Problems to solve
**a.** In the article on New York's indoor dining reopening, by what time must restaurants close?
**b.** Retype the stretch of the indoor dining article from "After a six-month" through "no bar service.", keeping every word and punctuation mark unchanged.

Page excerpt
-------

After a six-month closure, New York Governor Andrew Cuomo has announced he will allow restaurants to resume indoor dining on September 30, with a 25-percent capacity limit and no bar service.
Restaurants will be required to close at midnight and adhere to strict safety protocols, including temperature checks, contact information for tracing, and face coverings (except when guests are seated). In the announcement, Cuomo’s office said the guidelines will be reassessed based on COVID-19 data by November 1, adding, “If the infection rate [currently at .9 percent] does not increase, restaurants may be permitted to go to 50 percent capacity.”
“This is good news and the right step forward, especially for restaurant owners and staff who have been struggling through this time,” Cuomo said in a statement. “But it is up to all of us to ensure compliance and the health and safety of those around us.”
The city will create a team of 400 enforcement personnel to work with the State Police Task Force in making sure restaurants follow the rules. Restaurants must post notice of the 25-percent indoor capacity policy in a public area of the restaurant along with a phone number and text number customers can use to report violations.
Bill de Blasio, mayor of New York City, has said he disagrees with Cuomo’s plan. He wanted a later opening date and a firm requirement to shut restaurants down again if the COVID-19 infection rate shot up, according to Politico. He said he had been trying to work out a deal with Cuomo’s office when he learned that the state had decided to announce the new plan without him.
De Blasio wants a rule that would definitely shut down indoor dining if the city’s positive-test rate climbs to 2 percent on a seven-day rolling average, Politico reported. Cuomo wants to revisit the decision if COVID-19 rates go up, without firmly committing to another shutdown or a specific infection rate that would spark a shutdown.
“It should be that if we get to 2 percent, we pause, because if we’re already at 2 percent, it means something’s moving in the wrong direction, and we need to take quick measures to stop that from growing,” de Blasio said in a press briefing. “Unfortunately, what we’ve seen around a lot of the world is indoor dining has had a direct connection to some of the resurgences we’ve seen.”

-------

Recorded data
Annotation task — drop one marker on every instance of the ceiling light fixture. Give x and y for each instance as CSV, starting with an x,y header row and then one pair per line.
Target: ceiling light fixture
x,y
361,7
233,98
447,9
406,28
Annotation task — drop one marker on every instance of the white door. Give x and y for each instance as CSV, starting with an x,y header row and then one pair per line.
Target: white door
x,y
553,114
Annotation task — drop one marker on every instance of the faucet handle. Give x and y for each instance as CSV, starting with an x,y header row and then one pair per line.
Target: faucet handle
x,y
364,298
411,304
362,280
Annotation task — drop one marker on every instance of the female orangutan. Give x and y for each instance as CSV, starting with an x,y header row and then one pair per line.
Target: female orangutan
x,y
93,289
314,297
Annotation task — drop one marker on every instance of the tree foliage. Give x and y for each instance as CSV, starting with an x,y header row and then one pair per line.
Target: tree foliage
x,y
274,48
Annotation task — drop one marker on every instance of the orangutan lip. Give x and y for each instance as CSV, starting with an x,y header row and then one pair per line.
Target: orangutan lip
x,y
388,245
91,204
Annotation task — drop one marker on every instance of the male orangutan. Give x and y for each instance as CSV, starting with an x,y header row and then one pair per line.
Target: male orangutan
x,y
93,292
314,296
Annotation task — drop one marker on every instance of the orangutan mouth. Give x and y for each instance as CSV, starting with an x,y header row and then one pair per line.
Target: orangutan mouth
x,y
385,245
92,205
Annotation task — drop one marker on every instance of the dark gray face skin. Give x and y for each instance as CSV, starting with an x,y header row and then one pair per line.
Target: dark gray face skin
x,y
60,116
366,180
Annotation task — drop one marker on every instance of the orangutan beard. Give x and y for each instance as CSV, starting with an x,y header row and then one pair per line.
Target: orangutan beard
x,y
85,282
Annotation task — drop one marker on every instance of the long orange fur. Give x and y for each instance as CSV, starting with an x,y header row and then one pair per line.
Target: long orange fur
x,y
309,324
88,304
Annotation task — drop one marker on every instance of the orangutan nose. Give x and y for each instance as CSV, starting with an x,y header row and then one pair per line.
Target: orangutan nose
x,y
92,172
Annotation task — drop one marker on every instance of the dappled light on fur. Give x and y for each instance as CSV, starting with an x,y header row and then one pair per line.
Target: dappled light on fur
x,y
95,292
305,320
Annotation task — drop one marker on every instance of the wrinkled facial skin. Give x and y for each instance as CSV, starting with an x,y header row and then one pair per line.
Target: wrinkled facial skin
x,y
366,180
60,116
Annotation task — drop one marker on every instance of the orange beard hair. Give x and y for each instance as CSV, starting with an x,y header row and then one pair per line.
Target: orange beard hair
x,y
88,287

-------

Answers in order
**a.** At midnight.

**b.**
After a six-month closure, New York Governor Andrew Cuomo has announced he will allow restaurants to resume indoor dining on September 30, with a 25-percent capacity limit and no bar service.